Questions on the material =>
1. In the post on The Hitchhiker's Guide and Wikipedia, what two respects give the Guide an edge over the Encyclopedia Galactica?
2. Using the post on The Hitchhiker's Guide and Wikipedia, explain in one to three sentences why the writer calls the Guide a match for Wikipedia.
3. Please pick up the post on The Hitchhiker's Guide and Wikipedia after its final sentence and continue writing it.

Quoted passage =>

::::::

Personally I love the humor in it, but then I've always been a fan of the British style of humor, and I knew pretty much all of the references in the book (like why Ford Prefect is a funny choice, what a zebra crossing is, and so on).

But what really stood out to me this time around - and obviously would not have last time - is how many parallels you can draw between The Hitchhiker's Guide (the book within the novel) and Wikipedia.

Originally Posted by Douglas Adams
In many of the more relaxed civilizations on the Outer Eastern Rim of the Galaxy, the Hitchhiker’s Guide has already supplanted the great Encyclopedia Galactica as the standard repository of all knowledge and wisdom, for though it has many omissions and contains much that is apocryphal, or at least wildly inaccurate, it scores over the older, more pedestrian work in two important respects.

First, it is slightly cheaper; and second, it has the words DON’T PANIC inscribed in large friendly letters on its cover.
A reference that contains many omissions and much that is apocryphal or wildly inaccurate, but is way more popular than a "proper" encyclopedia? Sounds like a match to me.

Or maybe this passage which, while not directly applicable to Wikipedia, certainly seems to be in the same spirit, as to how it treats popular topics compared to the way a regular encyclopedia would.

Originally Posted by Douglas Adams
Here’s what the Encyclopedia Galactica has to say about alcohol. It says that alcohol is a colorless volatile liquid formed by the fermentation of sugars and also notes its intoxicating effect on certain carbon-based life forms.

The Hitchhiker’s Guide to the Galaxy also mentions alcohol. It says that the best drink in existence is the Pan Galactic Gargle Blaster.

::::::

Provided material =>
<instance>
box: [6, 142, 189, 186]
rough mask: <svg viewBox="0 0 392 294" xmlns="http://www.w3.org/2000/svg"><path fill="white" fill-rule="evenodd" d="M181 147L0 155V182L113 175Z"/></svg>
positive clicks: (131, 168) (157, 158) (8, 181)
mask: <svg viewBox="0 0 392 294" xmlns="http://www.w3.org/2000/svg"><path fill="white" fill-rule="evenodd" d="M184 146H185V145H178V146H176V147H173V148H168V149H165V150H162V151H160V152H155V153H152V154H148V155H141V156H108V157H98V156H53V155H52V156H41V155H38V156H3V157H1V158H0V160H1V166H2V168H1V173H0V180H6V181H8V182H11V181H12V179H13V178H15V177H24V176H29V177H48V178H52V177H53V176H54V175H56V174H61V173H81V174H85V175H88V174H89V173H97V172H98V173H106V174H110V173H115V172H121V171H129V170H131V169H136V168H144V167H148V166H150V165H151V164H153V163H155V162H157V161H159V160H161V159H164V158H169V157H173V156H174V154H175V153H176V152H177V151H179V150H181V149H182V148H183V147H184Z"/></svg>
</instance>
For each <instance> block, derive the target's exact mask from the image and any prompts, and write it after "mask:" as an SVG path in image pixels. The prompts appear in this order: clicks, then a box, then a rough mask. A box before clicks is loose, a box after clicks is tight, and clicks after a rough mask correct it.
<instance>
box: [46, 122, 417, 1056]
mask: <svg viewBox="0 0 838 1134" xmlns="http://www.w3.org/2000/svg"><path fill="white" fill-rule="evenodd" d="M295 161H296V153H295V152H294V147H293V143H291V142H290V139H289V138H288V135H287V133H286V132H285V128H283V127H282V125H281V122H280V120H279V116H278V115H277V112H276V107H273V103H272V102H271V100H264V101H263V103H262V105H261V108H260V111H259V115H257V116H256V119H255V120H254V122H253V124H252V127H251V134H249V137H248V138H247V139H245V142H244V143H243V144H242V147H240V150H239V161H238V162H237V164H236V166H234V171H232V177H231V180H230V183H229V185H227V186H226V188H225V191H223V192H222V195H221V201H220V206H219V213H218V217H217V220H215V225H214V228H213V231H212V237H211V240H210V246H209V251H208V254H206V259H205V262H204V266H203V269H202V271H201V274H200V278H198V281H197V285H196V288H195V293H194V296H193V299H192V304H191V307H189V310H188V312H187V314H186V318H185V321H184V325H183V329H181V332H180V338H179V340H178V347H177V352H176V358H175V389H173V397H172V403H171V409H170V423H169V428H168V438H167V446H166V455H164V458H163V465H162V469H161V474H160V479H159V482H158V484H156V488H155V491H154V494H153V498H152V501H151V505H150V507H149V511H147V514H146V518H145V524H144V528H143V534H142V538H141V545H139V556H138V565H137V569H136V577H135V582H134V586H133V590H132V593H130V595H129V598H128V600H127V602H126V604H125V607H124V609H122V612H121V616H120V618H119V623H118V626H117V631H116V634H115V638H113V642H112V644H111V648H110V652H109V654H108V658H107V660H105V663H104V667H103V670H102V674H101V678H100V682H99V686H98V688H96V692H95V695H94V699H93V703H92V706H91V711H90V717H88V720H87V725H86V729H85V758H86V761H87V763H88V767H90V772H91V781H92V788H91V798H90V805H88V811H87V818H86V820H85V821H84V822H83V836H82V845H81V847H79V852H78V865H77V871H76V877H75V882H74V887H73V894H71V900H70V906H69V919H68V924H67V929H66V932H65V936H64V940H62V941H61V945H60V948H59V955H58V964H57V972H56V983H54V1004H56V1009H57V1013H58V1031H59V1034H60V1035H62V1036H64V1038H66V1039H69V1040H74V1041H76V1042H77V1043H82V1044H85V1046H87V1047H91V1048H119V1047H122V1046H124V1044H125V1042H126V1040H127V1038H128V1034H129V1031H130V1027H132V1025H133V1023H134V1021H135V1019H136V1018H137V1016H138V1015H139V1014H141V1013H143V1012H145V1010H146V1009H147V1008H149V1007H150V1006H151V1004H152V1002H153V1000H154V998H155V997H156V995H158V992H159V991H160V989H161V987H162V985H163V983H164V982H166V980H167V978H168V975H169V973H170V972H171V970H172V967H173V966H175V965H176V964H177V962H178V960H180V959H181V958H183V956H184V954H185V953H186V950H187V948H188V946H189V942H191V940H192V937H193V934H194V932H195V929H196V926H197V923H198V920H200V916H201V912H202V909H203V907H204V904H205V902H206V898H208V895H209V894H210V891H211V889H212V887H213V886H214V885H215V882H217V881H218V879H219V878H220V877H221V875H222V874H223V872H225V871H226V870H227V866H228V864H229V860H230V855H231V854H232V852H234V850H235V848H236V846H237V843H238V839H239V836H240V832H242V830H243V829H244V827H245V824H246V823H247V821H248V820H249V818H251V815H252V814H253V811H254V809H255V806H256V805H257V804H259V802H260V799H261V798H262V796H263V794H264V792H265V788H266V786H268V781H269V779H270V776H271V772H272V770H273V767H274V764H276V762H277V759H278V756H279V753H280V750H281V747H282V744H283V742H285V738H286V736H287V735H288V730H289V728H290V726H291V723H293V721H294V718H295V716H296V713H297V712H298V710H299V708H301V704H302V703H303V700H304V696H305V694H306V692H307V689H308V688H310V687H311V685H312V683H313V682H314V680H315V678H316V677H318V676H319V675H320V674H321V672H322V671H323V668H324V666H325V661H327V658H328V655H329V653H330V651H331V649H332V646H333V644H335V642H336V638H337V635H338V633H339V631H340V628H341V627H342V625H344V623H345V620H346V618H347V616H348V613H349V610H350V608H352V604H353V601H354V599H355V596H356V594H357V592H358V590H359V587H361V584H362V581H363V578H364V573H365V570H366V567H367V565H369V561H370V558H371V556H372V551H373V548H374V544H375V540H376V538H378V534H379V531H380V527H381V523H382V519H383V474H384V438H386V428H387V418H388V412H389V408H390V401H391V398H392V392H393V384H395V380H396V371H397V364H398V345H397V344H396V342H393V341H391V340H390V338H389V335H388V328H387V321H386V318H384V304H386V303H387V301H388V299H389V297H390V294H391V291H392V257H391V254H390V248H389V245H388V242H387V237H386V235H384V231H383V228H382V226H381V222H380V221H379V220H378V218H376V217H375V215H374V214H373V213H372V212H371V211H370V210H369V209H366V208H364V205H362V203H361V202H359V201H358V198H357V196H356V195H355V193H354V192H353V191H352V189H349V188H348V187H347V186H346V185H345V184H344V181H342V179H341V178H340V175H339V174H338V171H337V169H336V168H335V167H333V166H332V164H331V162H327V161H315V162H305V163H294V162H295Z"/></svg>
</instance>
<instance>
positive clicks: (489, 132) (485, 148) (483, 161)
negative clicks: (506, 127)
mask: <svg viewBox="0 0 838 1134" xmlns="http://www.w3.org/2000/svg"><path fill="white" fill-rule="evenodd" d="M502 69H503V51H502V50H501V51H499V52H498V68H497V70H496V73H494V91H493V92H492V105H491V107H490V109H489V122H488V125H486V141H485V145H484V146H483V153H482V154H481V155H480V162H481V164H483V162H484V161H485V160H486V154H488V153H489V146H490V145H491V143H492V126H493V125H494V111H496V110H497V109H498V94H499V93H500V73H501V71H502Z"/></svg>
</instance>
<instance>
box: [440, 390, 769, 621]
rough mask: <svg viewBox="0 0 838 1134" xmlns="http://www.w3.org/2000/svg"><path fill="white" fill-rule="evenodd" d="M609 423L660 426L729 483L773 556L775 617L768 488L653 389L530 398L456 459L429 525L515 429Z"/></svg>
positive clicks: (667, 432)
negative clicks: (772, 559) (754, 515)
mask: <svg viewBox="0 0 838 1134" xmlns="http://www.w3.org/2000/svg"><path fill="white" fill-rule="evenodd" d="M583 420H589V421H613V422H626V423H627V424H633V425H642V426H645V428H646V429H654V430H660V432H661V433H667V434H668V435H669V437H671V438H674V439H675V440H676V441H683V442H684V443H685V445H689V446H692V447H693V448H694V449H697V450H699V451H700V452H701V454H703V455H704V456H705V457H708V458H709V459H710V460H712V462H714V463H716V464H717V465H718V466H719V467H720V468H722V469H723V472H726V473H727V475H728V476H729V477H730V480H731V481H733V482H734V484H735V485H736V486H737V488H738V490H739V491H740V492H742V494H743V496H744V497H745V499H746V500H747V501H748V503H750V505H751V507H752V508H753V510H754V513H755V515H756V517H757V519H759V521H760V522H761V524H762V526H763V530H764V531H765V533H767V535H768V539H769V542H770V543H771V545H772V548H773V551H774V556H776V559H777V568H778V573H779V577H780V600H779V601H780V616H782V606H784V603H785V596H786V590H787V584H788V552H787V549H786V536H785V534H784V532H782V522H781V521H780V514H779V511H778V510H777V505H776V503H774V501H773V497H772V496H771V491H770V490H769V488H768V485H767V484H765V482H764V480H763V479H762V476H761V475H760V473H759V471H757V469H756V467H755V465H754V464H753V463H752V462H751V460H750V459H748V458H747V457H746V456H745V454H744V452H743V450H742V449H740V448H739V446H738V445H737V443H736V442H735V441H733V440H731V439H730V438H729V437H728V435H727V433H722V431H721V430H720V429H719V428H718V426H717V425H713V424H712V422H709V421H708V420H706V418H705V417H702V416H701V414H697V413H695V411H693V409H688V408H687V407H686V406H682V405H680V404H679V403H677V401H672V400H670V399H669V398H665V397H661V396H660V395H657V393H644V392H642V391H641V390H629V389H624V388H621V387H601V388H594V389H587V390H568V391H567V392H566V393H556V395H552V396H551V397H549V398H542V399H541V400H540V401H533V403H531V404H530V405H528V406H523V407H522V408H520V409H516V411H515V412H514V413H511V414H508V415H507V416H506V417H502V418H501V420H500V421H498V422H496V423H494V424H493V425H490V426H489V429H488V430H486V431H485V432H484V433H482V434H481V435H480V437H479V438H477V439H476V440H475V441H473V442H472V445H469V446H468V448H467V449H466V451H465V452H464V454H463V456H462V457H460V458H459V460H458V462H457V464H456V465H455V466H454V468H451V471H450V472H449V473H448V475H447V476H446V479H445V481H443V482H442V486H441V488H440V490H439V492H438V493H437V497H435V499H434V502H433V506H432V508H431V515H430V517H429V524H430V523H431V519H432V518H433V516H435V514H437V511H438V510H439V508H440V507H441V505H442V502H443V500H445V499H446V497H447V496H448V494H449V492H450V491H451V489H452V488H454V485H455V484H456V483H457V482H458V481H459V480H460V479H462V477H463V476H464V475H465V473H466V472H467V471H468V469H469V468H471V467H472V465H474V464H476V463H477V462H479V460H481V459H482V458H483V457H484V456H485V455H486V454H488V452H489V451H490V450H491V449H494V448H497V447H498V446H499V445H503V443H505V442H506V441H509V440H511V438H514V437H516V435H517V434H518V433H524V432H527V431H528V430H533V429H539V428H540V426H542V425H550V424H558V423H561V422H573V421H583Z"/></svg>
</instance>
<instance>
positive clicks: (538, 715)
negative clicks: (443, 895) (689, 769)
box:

::::::

Results for each task =>
1. It is slightly cheaper, and it has the words DON'T PANIC inscribed in large friendly letters on its cover.

2. The Guide is a reference that has many omissions and much that is apocryphal or wildly inaccurate. Even so, it is far more popular than a "proper" encyclopedia, and the writer sees the same pattern in Wikipedia.

3.
And then finally I got to this passage, where the Hitchhiker's Guide seems not only like a portable copy of some Wikipedia-like reference, but also a lot like modern e-book readers:

Originally Posted by Douglas Adams
...he also had a device that looked rather like a largish electronic calculator. This had about a hundred tiny flat press buttons and a screen about four inches square on which any one of a million “pages” could be summoned at a moment’s notice. It looked insanely complicated, and this was one of the reasons why the snug plastic cover it fitted into had the words DON’T PANIC printed on it in large friendly letters. The other reason was that this device was in fact that most remarkable of all books ever to come out of the great publishing corporations of Ursa Minor—The Hitchhiker’s Guide to the Galaxy. The reason why it was published in the form of a micro sub meson electronic component is that if it were printed in normal book form, an interstellar hitchhiker would require several inconveniently large buildings to carry it around in.
I enjoyed the story on its own merits, but I think this actually made me enjoy it even more.

The other new thing this time around is that Marvin's lines were all read by Alan Rickman in my head.